**Document passage:**
<<<<

Re: Should pg_dump dump larger tables first?

From: Jeff Janes <jeff(dot)janes(at)gmail(dot)com>
To: Tom Lane <tgl(at)sss(dot)pgh(dot)pa(dot)us>
Cc: David Rowley <dgrowleyml(at)gmail(dot)com>, pgsql-hackers(at)postgresql(dot)org
Subject: Re: Should pg_dump dump larger tables first?
Date: 2013-01-31 16:32:48
Message-ID: CAMkU=1xEMEeSqvLGUMcBjSX5Ag5KNqi0OBoC37+rf6+v33UuJA@mail.gmail.com
Views: Raw Message | Whole Thread | Download mbox | Resend email
Thread:
Lists: pgsql-hackers

On Tue, Jan 29, 2013 at 3:34 PM, Tom Lane <tgl(at)sss(dot)pgh(dot)pa(dot)us> wrote:
> "David Rowley" <dgrowleyml(at)gmail(dot)com> writes:
>> If pg_dump was to still follow the dependencies of objects, would there be
>> any reason why it shouldn't backup larger tables first?
>
> Pretty much every single discussion/complaint about pg_dump's ordering
> choices has been about making its behavior more deterministic not less
> so. So I can't imagine such a change would go over well with most folks.

>>>>

**Source data:**

<<<<

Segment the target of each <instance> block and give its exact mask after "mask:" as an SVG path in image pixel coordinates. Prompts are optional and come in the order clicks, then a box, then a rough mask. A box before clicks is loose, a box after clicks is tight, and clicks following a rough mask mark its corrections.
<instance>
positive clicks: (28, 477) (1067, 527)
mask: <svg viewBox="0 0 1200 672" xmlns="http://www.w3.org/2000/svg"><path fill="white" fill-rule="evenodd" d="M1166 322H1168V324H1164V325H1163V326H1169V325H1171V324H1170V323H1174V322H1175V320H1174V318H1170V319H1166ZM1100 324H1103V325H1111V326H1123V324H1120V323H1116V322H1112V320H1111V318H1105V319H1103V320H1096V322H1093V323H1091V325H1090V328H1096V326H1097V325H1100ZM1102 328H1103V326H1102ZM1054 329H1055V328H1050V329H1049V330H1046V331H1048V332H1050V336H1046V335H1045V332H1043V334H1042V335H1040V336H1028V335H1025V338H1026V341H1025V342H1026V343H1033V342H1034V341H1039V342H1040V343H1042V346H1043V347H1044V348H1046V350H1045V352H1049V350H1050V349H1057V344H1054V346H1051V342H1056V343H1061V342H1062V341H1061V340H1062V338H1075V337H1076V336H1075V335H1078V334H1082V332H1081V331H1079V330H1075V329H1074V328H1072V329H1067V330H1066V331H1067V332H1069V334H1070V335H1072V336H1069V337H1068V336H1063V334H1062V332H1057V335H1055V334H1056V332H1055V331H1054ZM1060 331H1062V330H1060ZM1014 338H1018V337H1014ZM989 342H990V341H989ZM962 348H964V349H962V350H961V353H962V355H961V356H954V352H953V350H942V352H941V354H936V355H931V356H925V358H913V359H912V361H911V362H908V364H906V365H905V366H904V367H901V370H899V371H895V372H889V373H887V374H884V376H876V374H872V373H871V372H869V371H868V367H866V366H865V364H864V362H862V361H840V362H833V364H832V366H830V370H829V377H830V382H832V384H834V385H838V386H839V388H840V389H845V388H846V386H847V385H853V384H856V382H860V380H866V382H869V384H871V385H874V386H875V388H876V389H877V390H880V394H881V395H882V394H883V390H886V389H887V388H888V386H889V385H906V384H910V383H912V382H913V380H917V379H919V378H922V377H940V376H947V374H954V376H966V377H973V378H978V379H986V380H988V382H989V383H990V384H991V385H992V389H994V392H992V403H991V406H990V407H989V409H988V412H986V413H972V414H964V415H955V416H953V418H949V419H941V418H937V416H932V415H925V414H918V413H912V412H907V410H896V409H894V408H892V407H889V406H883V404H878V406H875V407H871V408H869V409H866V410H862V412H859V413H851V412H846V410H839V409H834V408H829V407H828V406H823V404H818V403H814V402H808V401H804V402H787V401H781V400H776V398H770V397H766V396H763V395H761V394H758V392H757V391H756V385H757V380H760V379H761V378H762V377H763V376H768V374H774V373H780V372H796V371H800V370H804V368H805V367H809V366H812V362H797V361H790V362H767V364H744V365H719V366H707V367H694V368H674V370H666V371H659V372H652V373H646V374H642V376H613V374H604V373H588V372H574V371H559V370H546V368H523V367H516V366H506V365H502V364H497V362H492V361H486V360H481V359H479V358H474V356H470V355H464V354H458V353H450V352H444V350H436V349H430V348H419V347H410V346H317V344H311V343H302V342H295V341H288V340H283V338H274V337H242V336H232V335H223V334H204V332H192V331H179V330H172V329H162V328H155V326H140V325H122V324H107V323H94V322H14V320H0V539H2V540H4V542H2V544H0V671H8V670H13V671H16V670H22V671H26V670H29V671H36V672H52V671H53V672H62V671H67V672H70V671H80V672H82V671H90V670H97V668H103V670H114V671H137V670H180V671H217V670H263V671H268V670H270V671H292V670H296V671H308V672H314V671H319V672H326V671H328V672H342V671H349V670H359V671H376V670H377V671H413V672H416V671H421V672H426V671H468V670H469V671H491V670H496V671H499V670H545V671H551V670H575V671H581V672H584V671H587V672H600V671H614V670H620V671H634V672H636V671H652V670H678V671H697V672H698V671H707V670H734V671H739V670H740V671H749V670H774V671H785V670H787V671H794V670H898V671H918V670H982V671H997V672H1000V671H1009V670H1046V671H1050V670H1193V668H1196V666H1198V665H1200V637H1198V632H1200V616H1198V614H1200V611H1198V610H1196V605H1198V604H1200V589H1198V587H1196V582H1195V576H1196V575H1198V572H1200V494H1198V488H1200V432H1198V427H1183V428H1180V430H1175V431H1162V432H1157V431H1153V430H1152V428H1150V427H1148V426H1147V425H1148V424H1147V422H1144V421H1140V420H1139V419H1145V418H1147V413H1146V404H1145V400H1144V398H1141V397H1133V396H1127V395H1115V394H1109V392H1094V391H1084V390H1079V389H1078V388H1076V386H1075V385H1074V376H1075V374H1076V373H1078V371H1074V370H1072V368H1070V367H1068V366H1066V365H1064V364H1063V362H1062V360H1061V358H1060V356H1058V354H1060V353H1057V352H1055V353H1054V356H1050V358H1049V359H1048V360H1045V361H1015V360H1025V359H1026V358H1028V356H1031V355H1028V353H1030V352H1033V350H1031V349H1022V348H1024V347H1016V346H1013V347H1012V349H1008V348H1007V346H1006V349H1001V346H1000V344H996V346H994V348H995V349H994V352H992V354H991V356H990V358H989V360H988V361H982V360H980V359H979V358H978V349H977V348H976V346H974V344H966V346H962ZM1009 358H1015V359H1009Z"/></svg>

>>>>

Write the next part of the email reply about pg_dump's table ordering, picking up after its last line.

>
> Also, it's far from obvious to me that "largest first" is the best rule
> anyhow; it's likely to be more complicated than that.

From my experience in the non-database world of processing many files
of greatly different sizes in parallel, sorting them so the largest
are scheduled first and smaller ones get "pack" around them is very
successful and very easy.

I agree that best rule surely is more complicated, but probably so
much so that it will never get implemented.

>
> But anyway, the right place to add this sort of consideration is in
> pg_restore --parallel, not pg_dump.

Yeah.

Cheers,

Jeff

In response to

Browse pgsql-hackers by date

  From Date Subject
Next Message Christopher Browne 2013-01-31 16:50:26 Re: Should pg_dump dump larger tables first?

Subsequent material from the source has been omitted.